====== Reading text ======

The counter-intuitive rise of Python in scientific computing

If you have access: “Why scientists are turning to Rust”
https://www.nature.com/articles/d41586-020-03382-2
Some advantages of Rust:

  • “the compiler produces particularly informative error messages”
  • the Rust compiler, named Cargo, seems to be a Swiss-knife: “to compile Rust code, run tests, auto-generate documentation, upload a package to a repository and more…”
  • “It’s because the community is so fantastic.”

They talk about C, C++, Python, R, Matlab, etc. Not Fortran.

1 Like

From the article:

But for many Rustaceans, the human element is equally compelling. Hauck, a member of the LGBT+ community, says that Rust users have gone out of their way to make her feel welcome. The community, she says, has “always made an effort to be extremely inclusive — like, very much aware of how diversity impacts things; very aware of how to write a code of conduct and enforce that code of conduct”.

What does this mean? Which programming language communities exclude LGBT people? Wikipedia says

Rust was originally designed by Graydon Hoare at Mozilla Research, with contributions from Dave Herman, Brendan Eich, and others

Eich, who also created JavaScript, was terminated as CTO of Mozilla for being politically incorrect. I worry that cancelling people who do not follow a “code of conduct” can exclude valuable contributors.

1 Like

Sure, I think you’d have to dig a little to find outwardly LGBT-hostile language communities. But for many people, it’s a big plus to have a community that advertises itself as caring about LGBT issues and has a track record of enforcing a Code of Conduct to back it up. It’s the difference between “not being negative” and “being positive”.

======

■ Tasks ■
a - From the thread on Rust in scientific computing, return the passage that begins at the words "https://www.nature.com/articles/d41586-020-03382-2" and stops after the words "etc. Not Fortran.".
b - In the thread on Rust in scientific computing, why does the final post consider it a plus when a community cares about LGBT issues and enforces a Code of Conduct, even if openly LGBT-hostile language communities are hard to find?
c - Translate this sentence from the thread on Rust in scientific computing into Spanish: "It’s the difference between “not being negative” and “being positive”."

====== Record excerpts ======

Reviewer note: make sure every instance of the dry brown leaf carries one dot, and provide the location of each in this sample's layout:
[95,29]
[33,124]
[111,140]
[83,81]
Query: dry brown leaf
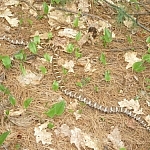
[115,139]
[131,58]
[132,104]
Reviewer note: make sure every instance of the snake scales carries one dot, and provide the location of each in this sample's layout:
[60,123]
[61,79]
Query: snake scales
[78,96]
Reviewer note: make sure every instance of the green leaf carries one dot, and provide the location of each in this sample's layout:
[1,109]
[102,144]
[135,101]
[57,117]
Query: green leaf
[23,70]
[78,36]
[43,69]
[6,61]
[146,58]
[76,22]
[36,39]
[148,40]
[78,54]
[64,70]
[4,89]
[79,84]
[20,55]
[50,35]
[27,103]
[55,86]
[122,148]
[12,100]
[56,110]
[138,66]
[32,47]
[3,136]
[102,58]
[47,57]
[45,8]
[70,48]
[107,75]
[50,125]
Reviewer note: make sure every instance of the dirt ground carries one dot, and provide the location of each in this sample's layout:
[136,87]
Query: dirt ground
[124,83]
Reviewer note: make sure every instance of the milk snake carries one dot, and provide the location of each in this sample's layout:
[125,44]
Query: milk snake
[78,96]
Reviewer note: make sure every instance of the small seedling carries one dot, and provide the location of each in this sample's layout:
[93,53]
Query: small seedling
[64,70]
[23,70]
[6,61]
[78,36]
[36,39]
[50,35]
[33,47]
[20,55]
[76,22]
[138,66]
[102,59]
[3,136]
[107,37]
[79,84]
[45,8]
[70,48]
[43,69]
[50,125]
[4,89]
[55,86]
[47,57]
[56,110]
[27,103]
[107,75]
[77,53]
[12,100]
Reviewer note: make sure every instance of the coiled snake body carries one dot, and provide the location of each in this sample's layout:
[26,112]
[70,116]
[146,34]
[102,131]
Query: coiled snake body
[78,96]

======

■ Solutions in order ■
a -
https://www.nature.com/articles/d41586-020-03382-2
Some advantages of Rust:

  • “the compiler produces particularly informative error messages”
  • the Rust compiler, named Cargo, seems to be a Swiss-knife: “to compile Rust code, run tests, auto-generate documentation, upload a package to a repository and more…”
  • “It’s because the community is so fantastic.”

They talk about C, C++, Python, R, Matlab, etc. Not Fortran.

b - The post says many people value a community that advertises itself as caring about LGBT issues and has a track record of enforcing a Code of Conduct to back it up. It is the difference between "not being negative" and "being positive."

c - Es la diferencia entre «no ser negativo» y «ser positivo».